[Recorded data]
··········
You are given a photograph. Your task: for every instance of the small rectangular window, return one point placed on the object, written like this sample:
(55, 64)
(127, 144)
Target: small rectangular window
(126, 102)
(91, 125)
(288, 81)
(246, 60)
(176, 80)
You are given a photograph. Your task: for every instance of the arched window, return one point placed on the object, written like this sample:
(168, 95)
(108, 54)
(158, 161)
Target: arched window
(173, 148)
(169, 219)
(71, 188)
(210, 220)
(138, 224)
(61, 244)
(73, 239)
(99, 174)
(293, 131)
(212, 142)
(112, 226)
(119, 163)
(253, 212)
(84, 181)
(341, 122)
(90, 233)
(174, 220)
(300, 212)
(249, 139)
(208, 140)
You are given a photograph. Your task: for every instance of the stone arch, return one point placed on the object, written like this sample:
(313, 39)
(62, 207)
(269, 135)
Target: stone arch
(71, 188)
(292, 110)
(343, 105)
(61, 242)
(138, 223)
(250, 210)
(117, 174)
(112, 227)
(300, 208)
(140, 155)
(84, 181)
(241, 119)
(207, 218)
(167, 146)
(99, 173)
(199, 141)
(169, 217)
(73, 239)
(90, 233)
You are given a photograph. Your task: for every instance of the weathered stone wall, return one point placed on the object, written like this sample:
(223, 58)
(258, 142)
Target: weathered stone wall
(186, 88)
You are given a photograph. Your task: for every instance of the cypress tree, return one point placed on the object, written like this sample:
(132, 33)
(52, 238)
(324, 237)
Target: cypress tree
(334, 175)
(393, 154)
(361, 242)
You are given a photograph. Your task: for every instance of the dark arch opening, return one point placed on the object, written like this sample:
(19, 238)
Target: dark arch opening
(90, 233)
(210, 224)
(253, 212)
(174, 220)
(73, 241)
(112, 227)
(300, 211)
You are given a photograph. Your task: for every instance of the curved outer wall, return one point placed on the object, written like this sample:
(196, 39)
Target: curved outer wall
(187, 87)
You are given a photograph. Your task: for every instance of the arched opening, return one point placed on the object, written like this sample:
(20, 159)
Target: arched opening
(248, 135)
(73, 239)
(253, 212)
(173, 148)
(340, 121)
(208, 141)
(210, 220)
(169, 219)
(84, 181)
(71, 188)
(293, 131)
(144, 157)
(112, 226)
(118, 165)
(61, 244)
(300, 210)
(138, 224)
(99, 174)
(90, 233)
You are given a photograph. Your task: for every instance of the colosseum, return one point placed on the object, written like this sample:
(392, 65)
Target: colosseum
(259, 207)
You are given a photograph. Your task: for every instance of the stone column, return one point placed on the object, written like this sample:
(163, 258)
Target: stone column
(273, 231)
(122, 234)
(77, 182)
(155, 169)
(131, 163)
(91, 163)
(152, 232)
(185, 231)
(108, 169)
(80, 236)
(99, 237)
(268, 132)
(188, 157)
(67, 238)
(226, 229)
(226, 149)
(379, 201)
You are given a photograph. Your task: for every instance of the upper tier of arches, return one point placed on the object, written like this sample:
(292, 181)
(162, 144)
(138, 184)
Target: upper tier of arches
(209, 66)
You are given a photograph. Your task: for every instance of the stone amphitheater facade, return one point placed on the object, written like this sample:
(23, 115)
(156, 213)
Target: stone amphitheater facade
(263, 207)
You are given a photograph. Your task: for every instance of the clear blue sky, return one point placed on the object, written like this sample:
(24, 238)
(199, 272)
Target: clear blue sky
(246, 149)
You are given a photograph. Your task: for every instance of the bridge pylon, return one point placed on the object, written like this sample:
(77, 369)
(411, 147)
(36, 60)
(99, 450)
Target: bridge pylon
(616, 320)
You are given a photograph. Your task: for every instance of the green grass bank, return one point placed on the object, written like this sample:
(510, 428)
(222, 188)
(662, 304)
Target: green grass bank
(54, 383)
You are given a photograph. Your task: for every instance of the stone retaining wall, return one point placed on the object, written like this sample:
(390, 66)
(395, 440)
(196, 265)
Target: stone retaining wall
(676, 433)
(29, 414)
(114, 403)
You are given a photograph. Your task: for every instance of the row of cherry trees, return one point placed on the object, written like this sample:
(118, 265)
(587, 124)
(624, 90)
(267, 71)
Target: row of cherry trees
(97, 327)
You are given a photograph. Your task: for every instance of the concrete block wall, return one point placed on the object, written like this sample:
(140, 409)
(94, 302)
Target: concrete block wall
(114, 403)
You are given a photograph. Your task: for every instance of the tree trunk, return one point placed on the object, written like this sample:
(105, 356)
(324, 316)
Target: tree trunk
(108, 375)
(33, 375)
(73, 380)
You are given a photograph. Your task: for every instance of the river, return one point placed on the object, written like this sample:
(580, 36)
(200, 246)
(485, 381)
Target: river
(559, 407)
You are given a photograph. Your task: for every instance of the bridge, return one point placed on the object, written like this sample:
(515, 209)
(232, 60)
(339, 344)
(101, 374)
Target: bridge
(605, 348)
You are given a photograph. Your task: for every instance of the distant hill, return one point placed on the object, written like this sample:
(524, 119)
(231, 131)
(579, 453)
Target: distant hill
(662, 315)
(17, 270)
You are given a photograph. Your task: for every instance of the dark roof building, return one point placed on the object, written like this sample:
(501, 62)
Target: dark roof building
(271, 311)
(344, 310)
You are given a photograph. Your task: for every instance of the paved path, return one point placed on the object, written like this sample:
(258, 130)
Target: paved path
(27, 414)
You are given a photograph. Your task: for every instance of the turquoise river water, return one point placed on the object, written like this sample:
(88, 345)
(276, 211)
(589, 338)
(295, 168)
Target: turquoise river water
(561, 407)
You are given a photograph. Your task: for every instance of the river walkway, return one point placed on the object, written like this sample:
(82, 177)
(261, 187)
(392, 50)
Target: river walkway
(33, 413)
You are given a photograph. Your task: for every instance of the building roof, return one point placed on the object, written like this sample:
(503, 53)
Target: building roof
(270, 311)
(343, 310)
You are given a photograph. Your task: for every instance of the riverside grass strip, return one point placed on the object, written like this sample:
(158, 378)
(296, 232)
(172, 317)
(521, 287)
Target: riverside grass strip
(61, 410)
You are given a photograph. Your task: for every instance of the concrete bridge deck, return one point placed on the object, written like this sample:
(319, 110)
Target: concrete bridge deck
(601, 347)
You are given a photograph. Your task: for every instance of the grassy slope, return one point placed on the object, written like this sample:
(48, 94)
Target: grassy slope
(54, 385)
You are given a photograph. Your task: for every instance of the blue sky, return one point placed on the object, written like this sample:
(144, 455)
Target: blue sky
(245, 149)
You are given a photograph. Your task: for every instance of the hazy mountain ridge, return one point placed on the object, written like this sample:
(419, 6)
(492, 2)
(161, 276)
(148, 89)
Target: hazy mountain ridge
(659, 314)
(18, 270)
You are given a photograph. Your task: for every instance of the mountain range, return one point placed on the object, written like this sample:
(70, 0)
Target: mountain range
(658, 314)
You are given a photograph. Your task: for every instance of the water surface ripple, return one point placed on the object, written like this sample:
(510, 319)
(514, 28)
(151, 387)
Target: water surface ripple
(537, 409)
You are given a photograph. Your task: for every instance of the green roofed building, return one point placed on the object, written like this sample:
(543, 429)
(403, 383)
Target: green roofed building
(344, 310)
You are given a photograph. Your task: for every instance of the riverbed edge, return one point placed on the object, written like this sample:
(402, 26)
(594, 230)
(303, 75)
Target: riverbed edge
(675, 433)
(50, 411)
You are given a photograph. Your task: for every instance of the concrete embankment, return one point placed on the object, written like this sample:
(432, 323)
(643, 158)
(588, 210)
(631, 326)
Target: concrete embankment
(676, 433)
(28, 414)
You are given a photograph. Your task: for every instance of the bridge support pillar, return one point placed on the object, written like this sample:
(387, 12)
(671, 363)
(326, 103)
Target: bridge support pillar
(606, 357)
··········
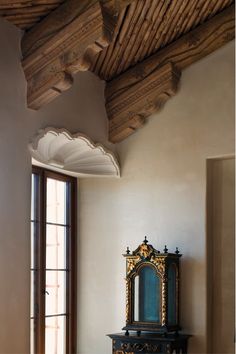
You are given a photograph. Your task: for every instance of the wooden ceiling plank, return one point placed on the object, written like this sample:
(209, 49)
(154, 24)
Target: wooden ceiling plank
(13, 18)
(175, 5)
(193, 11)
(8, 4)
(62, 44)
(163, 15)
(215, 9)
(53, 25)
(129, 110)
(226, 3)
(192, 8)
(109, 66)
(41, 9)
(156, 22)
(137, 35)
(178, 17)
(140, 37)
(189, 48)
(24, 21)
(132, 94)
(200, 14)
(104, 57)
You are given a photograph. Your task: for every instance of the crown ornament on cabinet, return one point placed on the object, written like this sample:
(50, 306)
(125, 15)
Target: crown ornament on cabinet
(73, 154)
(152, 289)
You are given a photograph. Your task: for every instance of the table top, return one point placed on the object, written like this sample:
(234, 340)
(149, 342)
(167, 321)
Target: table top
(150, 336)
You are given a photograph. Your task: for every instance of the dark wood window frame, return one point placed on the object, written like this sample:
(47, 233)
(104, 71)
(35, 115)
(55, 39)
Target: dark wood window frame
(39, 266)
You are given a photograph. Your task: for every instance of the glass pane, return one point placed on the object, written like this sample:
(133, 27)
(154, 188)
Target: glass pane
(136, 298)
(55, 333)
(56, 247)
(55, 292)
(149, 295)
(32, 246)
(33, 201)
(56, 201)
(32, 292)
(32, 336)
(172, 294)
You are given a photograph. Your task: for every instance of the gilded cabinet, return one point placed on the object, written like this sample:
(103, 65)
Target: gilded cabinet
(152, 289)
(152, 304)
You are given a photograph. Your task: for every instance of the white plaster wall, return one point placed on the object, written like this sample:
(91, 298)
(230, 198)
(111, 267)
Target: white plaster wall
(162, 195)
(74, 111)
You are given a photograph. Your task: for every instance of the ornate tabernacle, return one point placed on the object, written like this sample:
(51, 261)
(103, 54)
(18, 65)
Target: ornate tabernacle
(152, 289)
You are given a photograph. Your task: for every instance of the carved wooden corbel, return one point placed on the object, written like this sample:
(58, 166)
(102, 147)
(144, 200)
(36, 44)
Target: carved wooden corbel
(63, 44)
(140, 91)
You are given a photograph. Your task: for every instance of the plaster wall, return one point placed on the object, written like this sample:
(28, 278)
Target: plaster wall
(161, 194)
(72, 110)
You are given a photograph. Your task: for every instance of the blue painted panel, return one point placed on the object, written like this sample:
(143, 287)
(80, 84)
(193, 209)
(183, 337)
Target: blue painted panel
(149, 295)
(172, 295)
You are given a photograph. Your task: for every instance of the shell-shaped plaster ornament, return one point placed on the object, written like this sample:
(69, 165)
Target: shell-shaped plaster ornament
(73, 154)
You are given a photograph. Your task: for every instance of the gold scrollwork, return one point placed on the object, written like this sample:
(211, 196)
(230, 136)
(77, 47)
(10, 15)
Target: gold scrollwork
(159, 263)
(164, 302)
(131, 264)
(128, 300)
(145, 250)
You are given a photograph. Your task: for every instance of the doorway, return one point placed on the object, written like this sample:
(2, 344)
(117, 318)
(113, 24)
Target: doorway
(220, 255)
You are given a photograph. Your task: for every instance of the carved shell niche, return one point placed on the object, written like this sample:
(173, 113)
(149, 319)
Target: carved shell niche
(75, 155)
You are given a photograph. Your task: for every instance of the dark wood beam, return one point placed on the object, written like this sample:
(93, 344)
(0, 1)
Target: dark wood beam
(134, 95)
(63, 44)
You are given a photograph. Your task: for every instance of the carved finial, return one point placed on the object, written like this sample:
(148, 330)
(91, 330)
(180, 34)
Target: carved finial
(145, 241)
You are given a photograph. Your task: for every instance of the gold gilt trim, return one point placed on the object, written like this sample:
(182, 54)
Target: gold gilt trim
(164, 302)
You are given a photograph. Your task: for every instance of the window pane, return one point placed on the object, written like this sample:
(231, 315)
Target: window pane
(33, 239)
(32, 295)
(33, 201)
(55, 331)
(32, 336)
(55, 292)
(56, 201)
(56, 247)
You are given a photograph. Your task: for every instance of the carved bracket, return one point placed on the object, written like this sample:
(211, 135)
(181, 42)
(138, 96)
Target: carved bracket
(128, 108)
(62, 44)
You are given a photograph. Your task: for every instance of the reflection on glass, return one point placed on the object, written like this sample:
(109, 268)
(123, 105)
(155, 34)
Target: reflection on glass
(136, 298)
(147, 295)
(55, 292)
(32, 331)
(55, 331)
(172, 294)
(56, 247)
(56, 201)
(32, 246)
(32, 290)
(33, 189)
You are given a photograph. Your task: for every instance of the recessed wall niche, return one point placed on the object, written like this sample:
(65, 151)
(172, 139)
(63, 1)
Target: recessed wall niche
··········
*Exercise task:* How many lines in the recorded data above contain the word "cypress"? Reply with the number alone.

*Answer for the task:* 2